__TASK STATEMENT__.
Rewrite the items from the line with "Point out the dirt ground" up to and including the line with "Target: white trousers", putting "shelf audit tool" wherever "planogram checker" appears and leaving everything else unchanged. Give only those lines.

Excerpt from a dataset
----

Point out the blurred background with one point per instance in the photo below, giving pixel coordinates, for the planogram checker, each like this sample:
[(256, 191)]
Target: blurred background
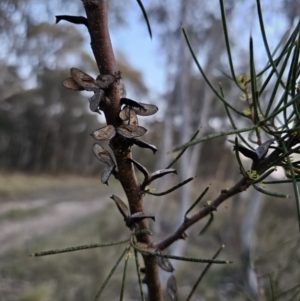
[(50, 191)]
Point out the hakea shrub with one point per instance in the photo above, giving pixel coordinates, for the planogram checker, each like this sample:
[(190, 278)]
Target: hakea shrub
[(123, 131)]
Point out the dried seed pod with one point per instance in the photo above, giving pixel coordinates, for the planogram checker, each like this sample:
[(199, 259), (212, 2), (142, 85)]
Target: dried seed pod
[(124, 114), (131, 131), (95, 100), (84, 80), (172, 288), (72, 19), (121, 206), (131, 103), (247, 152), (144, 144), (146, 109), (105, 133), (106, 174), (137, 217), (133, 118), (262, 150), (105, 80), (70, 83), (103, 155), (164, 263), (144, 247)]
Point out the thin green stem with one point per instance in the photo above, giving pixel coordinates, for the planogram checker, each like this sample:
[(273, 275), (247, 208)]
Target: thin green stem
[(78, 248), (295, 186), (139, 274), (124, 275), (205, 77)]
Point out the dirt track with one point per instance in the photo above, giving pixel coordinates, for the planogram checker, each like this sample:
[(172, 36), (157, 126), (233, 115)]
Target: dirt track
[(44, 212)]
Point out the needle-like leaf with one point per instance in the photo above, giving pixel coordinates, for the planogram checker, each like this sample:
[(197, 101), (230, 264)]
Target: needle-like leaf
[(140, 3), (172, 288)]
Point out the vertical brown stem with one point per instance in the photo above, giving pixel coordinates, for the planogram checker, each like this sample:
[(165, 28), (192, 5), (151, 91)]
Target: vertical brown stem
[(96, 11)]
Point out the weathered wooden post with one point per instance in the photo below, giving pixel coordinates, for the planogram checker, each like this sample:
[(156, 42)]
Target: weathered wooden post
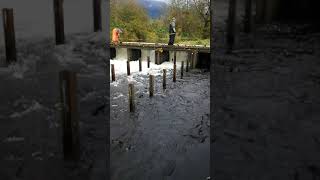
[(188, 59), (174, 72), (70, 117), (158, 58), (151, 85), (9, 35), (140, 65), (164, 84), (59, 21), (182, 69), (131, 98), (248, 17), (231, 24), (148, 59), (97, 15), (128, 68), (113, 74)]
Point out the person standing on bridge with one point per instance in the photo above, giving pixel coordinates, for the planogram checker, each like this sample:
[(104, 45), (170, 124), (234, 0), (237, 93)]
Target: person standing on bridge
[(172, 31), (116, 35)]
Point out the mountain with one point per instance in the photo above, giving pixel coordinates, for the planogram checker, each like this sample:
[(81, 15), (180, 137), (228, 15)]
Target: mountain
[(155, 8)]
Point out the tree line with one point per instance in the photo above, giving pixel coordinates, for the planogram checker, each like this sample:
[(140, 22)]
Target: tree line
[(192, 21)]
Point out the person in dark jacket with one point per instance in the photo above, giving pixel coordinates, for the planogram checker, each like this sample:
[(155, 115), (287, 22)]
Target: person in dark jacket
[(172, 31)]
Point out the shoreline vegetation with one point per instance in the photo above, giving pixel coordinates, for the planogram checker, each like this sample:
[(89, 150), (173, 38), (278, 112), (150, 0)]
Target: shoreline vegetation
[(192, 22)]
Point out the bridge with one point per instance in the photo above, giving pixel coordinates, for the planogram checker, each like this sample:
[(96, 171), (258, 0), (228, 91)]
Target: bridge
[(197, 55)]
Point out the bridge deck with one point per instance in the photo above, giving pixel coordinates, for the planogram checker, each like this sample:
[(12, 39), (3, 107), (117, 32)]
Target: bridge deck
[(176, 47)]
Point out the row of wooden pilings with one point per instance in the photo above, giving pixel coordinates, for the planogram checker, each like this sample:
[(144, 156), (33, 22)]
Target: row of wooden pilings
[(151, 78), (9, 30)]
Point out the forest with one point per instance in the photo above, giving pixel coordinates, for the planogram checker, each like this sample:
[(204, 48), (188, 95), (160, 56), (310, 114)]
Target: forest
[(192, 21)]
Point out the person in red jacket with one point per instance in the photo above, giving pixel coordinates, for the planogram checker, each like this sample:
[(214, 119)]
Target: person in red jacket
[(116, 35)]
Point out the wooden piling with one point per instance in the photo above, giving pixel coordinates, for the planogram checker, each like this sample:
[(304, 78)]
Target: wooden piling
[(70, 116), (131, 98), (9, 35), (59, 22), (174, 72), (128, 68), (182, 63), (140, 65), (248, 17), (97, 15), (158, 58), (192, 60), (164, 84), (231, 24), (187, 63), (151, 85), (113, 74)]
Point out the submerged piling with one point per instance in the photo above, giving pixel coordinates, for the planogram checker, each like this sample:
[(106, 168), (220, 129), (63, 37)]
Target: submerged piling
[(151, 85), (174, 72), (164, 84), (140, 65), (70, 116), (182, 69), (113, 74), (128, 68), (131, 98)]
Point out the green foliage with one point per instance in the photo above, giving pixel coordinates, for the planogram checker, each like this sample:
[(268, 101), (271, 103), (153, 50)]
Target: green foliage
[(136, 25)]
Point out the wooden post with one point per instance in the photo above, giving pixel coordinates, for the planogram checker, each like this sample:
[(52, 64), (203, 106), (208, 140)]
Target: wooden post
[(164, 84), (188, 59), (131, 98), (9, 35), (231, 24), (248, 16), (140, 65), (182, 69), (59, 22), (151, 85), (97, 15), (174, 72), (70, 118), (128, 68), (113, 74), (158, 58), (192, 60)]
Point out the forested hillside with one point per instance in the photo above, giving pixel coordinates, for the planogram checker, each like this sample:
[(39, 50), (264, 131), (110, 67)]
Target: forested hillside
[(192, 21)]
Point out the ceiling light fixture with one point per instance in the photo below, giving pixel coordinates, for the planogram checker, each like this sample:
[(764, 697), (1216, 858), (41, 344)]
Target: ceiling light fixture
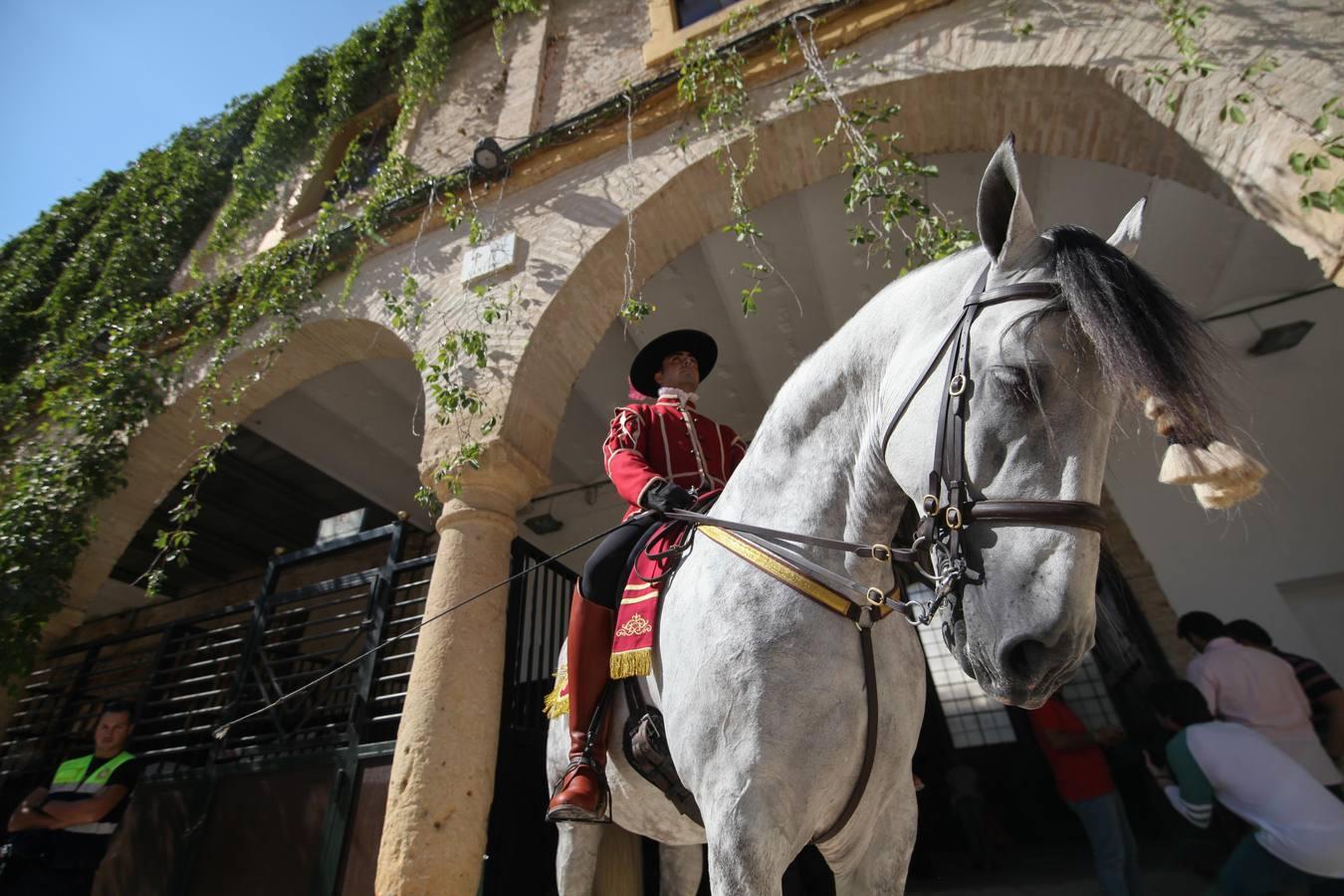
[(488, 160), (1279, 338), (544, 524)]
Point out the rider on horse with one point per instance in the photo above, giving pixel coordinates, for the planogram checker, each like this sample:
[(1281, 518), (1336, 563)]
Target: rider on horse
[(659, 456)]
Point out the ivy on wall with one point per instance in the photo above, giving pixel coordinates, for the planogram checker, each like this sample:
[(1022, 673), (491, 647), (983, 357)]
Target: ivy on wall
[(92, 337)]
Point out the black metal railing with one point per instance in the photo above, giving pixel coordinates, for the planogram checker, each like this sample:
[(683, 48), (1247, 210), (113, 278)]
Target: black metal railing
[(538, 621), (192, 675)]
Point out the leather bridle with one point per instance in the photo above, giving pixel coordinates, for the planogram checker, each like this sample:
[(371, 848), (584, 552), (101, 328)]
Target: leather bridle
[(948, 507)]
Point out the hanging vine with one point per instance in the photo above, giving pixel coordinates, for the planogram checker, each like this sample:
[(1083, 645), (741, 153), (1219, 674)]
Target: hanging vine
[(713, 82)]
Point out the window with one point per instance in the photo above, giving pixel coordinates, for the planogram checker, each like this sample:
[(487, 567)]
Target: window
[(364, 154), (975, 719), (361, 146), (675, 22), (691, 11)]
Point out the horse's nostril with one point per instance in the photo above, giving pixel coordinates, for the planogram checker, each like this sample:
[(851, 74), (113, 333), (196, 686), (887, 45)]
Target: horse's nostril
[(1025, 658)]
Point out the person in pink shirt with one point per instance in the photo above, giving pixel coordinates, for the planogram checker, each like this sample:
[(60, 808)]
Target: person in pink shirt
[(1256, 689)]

----

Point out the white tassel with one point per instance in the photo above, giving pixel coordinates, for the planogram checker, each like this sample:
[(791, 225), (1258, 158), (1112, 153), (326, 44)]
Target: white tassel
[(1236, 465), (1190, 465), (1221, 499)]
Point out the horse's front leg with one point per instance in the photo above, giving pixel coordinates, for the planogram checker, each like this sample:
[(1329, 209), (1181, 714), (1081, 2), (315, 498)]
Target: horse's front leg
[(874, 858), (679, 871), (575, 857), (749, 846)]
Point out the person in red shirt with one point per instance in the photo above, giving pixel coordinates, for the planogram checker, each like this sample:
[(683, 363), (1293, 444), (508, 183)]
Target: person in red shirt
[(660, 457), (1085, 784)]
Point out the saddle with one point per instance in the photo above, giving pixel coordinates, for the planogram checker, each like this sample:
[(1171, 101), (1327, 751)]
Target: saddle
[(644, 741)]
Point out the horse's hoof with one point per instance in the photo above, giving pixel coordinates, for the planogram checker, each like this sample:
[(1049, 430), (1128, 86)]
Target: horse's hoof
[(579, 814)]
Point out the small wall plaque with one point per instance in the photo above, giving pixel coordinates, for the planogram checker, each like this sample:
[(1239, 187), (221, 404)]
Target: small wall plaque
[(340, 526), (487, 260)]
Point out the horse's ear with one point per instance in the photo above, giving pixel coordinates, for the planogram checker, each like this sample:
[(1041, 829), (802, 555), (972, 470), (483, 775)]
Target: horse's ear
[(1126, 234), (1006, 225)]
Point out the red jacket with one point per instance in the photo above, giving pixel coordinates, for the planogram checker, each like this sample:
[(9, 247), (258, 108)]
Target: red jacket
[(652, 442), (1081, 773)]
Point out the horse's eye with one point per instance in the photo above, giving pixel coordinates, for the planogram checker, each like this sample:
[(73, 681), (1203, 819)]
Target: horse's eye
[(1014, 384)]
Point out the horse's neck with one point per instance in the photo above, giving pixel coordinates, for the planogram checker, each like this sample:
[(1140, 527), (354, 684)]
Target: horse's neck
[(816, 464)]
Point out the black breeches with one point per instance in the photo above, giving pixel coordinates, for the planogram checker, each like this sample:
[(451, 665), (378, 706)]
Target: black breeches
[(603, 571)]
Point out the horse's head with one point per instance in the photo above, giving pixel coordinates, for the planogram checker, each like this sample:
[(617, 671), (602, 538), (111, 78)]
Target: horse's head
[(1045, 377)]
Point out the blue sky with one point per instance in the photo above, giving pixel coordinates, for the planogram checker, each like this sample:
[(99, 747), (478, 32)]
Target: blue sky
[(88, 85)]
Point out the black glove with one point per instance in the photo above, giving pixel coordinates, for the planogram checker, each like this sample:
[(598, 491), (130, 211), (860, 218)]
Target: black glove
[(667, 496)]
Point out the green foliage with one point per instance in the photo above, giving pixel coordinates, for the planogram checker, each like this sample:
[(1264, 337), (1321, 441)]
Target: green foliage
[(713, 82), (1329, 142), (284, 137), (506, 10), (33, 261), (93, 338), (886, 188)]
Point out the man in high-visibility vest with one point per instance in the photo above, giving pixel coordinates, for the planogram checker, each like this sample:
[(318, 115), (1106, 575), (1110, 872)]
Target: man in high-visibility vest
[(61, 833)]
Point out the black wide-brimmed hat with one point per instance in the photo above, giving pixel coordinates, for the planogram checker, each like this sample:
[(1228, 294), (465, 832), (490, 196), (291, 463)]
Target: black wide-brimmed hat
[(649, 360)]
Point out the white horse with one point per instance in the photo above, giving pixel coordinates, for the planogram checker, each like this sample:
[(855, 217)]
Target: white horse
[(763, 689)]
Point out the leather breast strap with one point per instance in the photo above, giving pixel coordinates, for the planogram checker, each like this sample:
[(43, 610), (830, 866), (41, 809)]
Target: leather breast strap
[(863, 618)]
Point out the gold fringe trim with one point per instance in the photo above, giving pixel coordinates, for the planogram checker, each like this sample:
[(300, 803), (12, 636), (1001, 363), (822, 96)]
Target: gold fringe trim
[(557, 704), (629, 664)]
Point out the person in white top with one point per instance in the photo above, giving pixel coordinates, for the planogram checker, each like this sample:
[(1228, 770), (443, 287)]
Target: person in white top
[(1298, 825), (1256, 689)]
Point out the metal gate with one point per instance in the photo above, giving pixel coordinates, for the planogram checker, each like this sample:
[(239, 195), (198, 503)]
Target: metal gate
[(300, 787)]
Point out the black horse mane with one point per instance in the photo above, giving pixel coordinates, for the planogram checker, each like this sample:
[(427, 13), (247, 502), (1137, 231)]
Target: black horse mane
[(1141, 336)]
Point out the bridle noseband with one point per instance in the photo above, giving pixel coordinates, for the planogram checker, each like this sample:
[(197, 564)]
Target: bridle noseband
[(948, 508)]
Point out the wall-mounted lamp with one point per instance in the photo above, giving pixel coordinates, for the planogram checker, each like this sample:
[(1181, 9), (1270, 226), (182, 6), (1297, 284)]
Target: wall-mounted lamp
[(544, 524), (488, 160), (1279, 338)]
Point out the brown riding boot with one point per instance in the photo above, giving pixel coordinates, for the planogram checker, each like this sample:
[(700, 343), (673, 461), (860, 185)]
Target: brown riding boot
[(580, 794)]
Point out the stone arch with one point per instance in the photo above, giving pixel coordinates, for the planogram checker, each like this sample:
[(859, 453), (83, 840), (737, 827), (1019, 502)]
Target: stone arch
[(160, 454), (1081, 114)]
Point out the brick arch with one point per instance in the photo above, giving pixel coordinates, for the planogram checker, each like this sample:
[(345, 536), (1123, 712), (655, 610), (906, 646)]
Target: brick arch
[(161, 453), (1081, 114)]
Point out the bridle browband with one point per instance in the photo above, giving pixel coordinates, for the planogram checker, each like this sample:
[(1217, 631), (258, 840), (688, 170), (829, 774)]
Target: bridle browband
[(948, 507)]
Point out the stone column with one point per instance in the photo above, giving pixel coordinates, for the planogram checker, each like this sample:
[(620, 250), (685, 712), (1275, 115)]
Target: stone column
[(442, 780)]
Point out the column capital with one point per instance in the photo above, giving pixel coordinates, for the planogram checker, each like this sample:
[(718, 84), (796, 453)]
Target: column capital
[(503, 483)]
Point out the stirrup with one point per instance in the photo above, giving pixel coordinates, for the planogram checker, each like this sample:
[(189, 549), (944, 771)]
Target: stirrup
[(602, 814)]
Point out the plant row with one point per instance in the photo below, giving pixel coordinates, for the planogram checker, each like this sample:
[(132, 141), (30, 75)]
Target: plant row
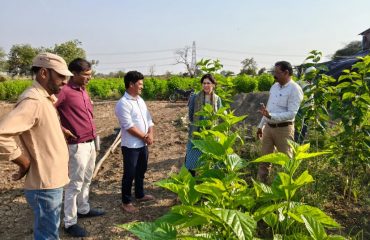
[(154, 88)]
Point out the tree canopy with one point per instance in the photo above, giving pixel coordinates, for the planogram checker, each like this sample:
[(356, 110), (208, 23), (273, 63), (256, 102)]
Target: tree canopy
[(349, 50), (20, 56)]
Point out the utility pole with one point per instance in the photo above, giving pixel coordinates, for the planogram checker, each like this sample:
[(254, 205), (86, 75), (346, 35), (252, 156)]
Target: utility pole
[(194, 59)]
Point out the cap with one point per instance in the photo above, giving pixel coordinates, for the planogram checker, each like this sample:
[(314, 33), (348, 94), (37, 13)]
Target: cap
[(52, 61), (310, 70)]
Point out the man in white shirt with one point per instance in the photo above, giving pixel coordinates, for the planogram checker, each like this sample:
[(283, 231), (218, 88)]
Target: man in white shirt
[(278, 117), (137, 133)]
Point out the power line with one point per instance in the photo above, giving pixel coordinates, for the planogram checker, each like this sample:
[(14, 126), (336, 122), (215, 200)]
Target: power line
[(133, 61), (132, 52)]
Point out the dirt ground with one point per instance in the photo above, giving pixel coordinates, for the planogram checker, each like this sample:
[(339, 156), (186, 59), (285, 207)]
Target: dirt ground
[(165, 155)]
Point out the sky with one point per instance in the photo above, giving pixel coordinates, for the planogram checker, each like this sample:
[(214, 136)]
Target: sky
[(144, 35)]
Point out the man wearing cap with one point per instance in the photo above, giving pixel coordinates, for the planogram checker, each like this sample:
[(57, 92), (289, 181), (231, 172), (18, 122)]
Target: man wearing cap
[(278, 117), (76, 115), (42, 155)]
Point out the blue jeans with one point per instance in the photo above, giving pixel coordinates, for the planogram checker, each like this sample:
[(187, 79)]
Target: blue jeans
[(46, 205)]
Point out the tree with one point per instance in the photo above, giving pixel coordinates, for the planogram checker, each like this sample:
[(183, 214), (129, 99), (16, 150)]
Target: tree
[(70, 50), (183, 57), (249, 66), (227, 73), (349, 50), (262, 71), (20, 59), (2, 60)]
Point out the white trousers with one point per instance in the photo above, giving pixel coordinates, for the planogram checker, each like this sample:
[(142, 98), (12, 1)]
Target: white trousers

----

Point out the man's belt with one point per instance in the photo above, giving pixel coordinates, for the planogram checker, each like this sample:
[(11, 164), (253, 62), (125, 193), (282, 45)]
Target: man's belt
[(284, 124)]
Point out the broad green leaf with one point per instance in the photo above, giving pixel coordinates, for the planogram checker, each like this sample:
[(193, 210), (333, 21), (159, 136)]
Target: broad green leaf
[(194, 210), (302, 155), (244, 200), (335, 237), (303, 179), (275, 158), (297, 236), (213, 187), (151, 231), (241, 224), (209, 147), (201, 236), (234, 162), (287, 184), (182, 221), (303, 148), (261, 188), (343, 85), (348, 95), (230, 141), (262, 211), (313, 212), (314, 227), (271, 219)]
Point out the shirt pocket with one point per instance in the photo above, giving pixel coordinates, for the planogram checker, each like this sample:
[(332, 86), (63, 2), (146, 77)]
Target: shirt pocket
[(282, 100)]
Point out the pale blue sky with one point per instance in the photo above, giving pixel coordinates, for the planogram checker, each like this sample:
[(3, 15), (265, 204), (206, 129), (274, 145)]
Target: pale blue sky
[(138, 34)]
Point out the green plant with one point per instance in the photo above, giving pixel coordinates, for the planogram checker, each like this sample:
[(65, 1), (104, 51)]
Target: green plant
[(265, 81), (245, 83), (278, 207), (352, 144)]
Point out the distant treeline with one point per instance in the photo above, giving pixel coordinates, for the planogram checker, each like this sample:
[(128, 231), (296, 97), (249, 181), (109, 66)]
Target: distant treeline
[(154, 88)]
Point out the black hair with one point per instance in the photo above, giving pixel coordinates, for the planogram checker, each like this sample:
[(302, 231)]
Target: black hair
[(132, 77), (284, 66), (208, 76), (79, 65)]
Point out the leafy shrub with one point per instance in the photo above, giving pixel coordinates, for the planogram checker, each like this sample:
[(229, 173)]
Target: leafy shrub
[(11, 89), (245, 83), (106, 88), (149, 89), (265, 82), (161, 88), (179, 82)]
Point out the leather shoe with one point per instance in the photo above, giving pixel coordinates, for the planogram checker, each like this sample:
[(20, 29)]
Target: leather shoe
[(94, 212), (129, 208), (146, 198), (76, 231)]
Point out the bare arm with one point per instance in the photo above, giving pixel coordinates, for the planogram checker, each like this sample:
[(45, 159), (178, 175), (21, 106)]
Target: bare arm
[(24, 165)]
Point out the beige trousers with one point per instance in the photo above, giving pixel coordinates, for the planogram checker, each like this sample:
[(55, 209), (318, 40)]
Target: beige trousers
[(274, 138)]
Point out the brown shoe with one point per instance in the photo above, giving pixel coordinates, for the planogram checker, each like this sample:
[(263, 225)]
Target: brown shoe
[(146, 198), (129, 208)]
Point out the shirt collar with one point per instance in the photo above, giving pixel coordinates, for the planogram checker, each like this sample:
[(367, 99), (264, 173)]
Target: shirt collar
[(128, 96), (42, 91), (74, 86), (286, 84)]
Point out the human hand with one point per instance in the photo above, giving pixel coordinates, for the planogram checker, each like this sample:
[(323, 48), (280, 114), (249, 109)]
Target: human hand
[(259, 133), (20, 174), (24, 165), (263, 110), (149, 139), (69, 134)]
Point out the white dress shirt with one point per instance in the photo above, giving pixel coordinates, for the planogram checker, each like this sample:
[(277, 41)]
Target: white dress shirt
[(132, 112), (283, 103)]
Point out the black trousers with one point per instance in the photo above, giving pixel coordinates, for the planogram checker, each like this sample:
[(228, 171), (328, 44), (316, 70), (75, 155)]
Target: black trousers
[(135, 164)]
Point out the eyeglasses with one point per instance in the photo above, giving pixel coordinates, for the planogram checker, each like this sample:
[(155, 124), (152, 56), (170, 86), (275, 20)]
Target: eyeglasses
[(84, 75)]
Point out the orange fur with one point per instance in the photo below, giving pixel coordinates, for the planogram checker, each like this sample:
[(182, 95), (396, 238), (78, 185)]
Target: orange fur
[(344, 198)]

----

__FINAL RESULT__.
Point out the dirt ground with one point per instance in the photo above, giving pixel coordinates, for the shelf audit tool, each like this sample:
[(339, 156), (186, 59), (285, 207)]
Target: dirt ground
[(165, 155)]
Point out the sky with one point per instance in the photo above, giving pixel coordinates, for the shelf audit tool, each like this sample:
[(214, 136)]
Target: sky
[(144, 35)]
Point out the man wearing cap with one point per instance in the photo above, giving pixel coordinates, for the shelf audit tool, each like this sample:
[(57, 92), (289, 181), (231, 172), (18, 122)]
Target: man wearing cap
[(278, 117), (76, 115), (42, 155)]
Point out the blue jeans with one point per instance in the photo above, giving pixel coordinates, for the shelf audit tool, each like this sample:
[(187, 79)]
Target: blue jeans
[(46, 205)]
Point out the tree with one point per instance in the photo above, giving pixel coordinates, for the shelf audit tool, each like this sample:
[(183, 214), (129, 99), (16, 150)]
Target: tree
[(70, 50), (183, 57), (249, 66), (227, 73), (349, 50), (262, 71), (20, 59), (2, 60)]
Point out the white trousers with one point per instance in the photo above, giving pixel coordinates, for the shelf audit tool, each like this sample:
[(142, 98), (12, 1)]
Target: white trousers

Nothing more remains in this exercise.